_Requirement:_
Can you resume the statement below on the abducted Chibok schoolgirls, writing on from its last sentence?

_Supplied passage:_

Nigeria: One year on, UN and African experts call for decisive steps to bring back abducted children
Nigeria, one year on
13 April 2015
GENEVA (13 April 2015) – A group of United Nations and African human rights experts* deplored the continued captivity of girls abducted one year ago in Chibok, and called on the Boko Haram armed group to immediately release them as well as the numerous other children who have since been captured in Nigeria.
“In the absence of progress in the past year, we urge the Nigerian Government to swiftly take all necessary measures to locate the children, ensure their safe return and recovery, and provide them with adequate assistance and protection,” the experts said speaking ahead of the abduction anniversary. “At the same time, Nigeria must hold the perpetrators accountable, while respecting international human rights norms and standards.”
On 14 April one year ago, 276 girls were abducted at gunpoint from their secondary school during a violent raid by Boko Haram in the village of Chibok, in northeastern Nigeria. In a public statement, the group’s leaders threatened to sell the girls and turn them into sexual slaves. To date, only 57 girls have reportedly managed to escape.
During the last year and a half, Boko Haram has systematically abducted hundreds of civilians, including school girls, women, religious minorities and ethnic groups, targeting in particular Christian communities. Many boys have also been taken and forcibly recruited by the armed group.
The reported kidnappings happened in villages and towns across Borno State such as Konduga in February 2014, where 20 girls were taken, Wala and Warabe in April and May 2014, where 19 girls and women were abducted, Gumsuri in December 2014, where up to a 100 girls and women disappeared, and Damasak in March 2015, where several hundred children are unaccounted for.
“We strongly condemn the reported use of abducted children as suicide bombers by Boko Haram, as well as the cold blooded assassinations of enslaved girls by retreating Boko Haram fighters,” the experts said, while noting with further dismay credible reports of forcibly enrolled child soldiers being used as cannon fodder.
“Abducted children, with many having been forced to convert, suffer horrifying abuse during their captivity ranging from forced labour to forced marriage, rape, slavery, trafficking, torture and killings,” they warned. “Forced marriages and subsequent rapes of girls as well as sexual slavery could amount to crimes against humanity.”
The UN and African human rights experts stressed that “Boko Haram must immediately stop these abhorrent and heinous crimes.”

_Material shown:_
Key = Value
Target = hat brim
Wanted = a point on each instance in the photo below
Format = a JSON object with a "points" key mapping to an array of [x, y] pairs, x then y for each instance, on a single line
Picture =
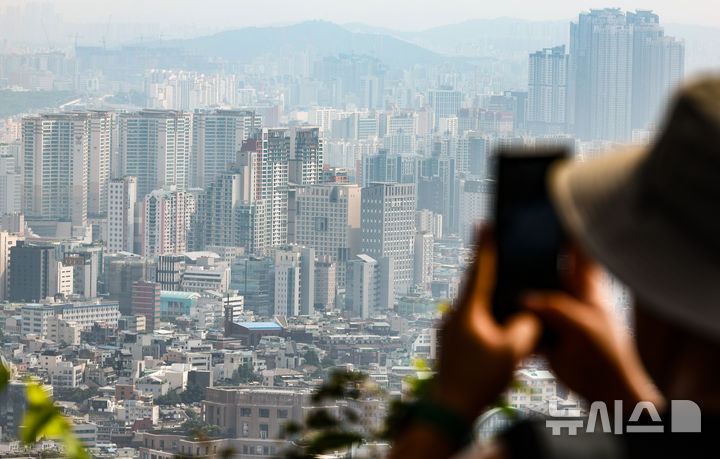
{"points": [[600, 203]]}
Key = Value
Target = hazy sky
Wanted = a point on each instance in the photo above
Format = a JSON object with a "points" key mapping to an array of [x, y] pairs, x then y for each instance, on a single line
{"points": [[398, 14]]}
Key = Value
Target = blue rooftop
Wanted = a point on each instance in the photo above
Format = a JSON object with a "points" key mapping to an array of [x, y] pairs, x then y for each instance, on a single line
{"points": [[178, 295], [260, 326]]}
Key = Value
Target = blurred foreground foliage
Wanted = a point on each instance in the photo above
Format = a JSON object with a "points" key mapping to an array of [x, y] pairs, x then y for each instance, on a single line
{"points": [[43, 419], [335, 427]]}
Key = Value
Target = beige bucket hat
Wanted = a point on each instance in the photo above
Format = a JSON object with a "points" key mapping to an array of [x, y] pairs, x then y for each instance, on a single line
{"points": [[652, 215]]}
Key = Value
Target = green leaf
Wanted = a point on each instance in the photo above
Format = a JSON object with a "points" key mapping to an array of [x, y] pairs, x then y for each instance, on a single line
{"points": [[332, 441], [4, 377], [44, 419], [321, 419]]}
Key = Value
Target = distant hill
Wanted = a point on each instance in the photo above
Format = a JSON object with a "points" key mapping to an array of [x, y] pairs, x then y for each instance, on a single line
{"points": [[500, 38], [325, 38]]}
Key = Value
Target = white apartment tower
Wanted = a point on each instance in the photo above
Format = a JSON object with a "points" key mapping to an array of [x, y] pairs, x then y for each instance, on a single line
{"points": [[306, 156], [424, 252], [217, 137], [155, 148], [294, 281], [370, 290], [272, 146], [328, 220], [55, 166], [121, 199], [10, 185], [100, 139], [547, 90], [7, 240], [388, 228], [166, 217], [228, 213]]}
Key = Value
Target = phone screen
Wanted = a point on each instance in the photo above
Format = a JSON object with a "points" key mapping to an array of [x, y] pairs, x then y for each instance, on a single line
{"points": [[530, 238]]}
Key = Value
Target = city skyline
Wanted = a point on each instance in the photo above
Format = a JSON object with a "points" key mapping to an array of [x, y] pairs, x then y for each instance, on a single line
{"points": [[400, 15]]}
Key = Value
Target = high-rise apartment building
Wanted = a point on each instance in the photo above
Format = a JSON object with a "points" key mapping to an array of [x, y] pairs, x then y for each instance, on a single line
{"points": [[325, 283], [11, 185], [658, 66], [424, 261], [622, 67], [547, 90], [295, 281], [169, 271], [370, 289], [155, 148], [388, 228], [306, 156], [33, 273], [121, 200], [166, 218], [328, 220], [445, 103], [401, 131], [228, 212], [7, 242], [601, 46], [273, 154], [146, 302], [55, 166], [217, 137], [101, 130]]}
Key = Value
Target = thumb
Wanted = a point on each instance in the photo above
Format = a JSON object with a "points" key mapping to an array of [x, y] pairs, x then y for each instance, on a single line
{"points": [[522, 332], [557, 309]]}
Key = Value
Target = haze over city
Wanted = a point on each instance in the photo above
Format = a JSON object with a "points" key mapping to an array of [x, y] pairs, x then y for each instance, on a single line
{"points": [[238, 225]]}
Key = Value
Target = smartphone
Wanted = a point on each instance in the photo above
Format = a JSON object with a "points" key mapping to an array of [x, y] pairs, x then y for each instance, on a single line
{"points": [[530, 238]]}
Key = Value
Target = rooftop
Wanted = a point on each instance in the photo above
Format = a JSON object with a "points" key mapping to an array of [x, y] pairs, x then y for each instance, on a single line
{"points": [[260, 326]]}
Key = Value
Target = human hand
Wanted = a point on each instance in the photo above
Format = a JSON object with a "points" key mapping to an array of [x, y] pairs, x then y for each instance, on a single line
{"points": [[478, 355], [591, 353]]}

_The response:_
“The current impunity that members of Boko Haram enjoy has emboldened them and given them a license to continue committing these unspeakable crimes, which result in systematic violations of human rights,” they said. “We urge the Nigerian authorities to strengthen efforts, consistent with human rights standards, to protect its people, including children.”
“We also urge African States and the international community to extend their support to the authorities and to strengthen their cooperation in order to adopt a global strategy for a durable solution for the protection of children and human rights in Nigeria,” they stated.
The experts added that greater protection must be given to schools and dormitories where children are at risk of attacks by Boko Haram, in order to ensure that children, in particular girls, can exercise their right to education.
“We call on the authorities to adopt the appropriate framework to establish assistance and rehabilitation programmes for all child victims who have managed to escape and assist them in seeking redress,” they said.
The group of international and regional human rights experts welcomed the peaceful outcome of the elections of 28 March and pressed the new authorities to act diligently and with determination for the release of all the abducted children, including the girls from Chibok. “All efforts should also be concentrated on preventing the escalation of religious and gender based violence,” they stressed.
(*) The experts: Ms. Maud de Boer-Buquicchio, Special Rapporteur on the sale of children, child prostitution and child pornography; Ms. Urmila Bhoola, Special Rapporteur on contemporary forms of slavery, including its causes and consequences; Ms. Rashida Manjoo, Special Rapporteur on violence against women, its causes and consequences; Ms. Maria Grazia Giammarinaro, Special Rapporteur on trafficking in persons, especially women and children; Ms. Emna Aouij, Chair-Rapporteur of the Working Group on the issue of discrimination against women in law and in practice; and Ms. Soyata Maiga, Special Rapporteur on Rights of Women in Africa of the African Commission on Human and People’s Rights.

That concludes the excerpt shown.